━━━ Data provided
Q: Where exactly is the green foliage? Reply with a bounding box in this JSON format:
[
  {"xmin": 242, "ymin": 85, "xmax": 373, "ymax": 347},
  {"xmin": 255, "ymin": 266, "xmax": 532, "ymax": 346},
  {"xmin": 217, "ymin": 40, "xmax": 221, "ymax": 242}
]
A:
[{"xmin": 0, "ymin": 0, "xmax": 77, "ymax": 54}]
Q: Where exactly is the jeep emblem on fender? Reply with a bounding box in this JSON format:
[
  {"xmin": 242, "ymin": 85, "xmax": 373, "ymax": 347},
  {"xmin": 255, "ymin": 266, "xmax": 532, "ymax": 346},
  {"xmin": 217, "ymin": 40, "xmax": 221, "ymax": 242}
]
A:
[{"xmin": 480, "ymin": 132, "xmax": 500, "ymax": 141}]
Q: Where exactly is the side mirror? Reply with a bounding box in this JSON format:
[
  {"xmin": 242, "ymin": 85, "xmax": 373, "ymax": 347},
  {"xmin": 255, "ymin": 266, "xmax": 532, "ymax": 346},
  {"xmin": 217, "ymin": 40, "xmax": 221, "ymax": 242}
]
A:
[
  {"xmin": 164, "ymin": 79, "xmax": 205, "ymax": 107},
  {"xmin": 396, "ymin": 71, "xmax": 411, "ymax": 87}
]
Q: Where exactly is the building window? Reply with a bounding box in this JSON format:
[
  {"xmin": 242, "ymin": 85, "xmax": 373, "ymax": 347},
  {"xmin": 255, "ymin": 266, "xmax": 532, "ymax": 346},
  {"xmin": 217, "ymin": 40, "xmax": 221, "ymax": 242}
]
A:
━━━━━━
- [Problem to work on]: Please reproduce the listing above, switching every "Where exactly is" to "Where is" and leaving everything else unchanged.

- [Task output]:
Q: Where is the green foliage? Reply with a bounding box in this JSON format:
[
  {"xmin": 242, "ymin": 85, "xmax": 373, "ymax": 347},
  {"xmin": 255, "ymin": 266, "xmax": 532, "ymax": 346},
  {"xmin": 217, "ymin": 40, "xmax": 221, "ymax": 242}
]
A:
[{"xmin": 0, "ymin": 0, "xmax": 77, "ymax": 54}]
Q: Where is the jeep emblem on fender? Reply with a bounding box in this JSON format:
[
  {"xmin": 242, "ymin": 85, "xmax": 373, "ymax": 347},
  {"xmin": 255, "ymin": 266, "xmax": 532, "ymax": 346},
  {"xmin": 217, "ymin": 40, "xmax": 221, "ymax": 242}
]
A:
[{"xmin": 480, "ymin": 132, "xmax": 500, "ymax": 141}]
Q: Where is the side mirror? Reply with a bounding box in this JSON format:
[
  {"xmin": 242, "ymin": 85, "xmax": 373, "ymax": 347},
  {"xmin": 255, "ymin": 266, "xmax": 532, "ymax": 346},
  {"xmin": 217, "ymin": 40, "xmax": 221, "ymax": 242}
]
A:
[
  {"xmin": 164, "ymin": 79, "xmax": 205, "ymax": 107},
  {"xmin": 396, "ymin": 71, "xmax": 411, "ymax": 87}
]
Q: Where is the building window? Reply with a bounding box in this JSON format:
[
  {"xmin": 242, "ymin": 85, "xmax": 373, "ymax": 347},
  {"xmin": 255, "ymin": 266, "xmax": 532, "ymax": 346},
  {"xmin": 217, "ymin": 40, "xmax": 221, "ymax": 242}
]
A:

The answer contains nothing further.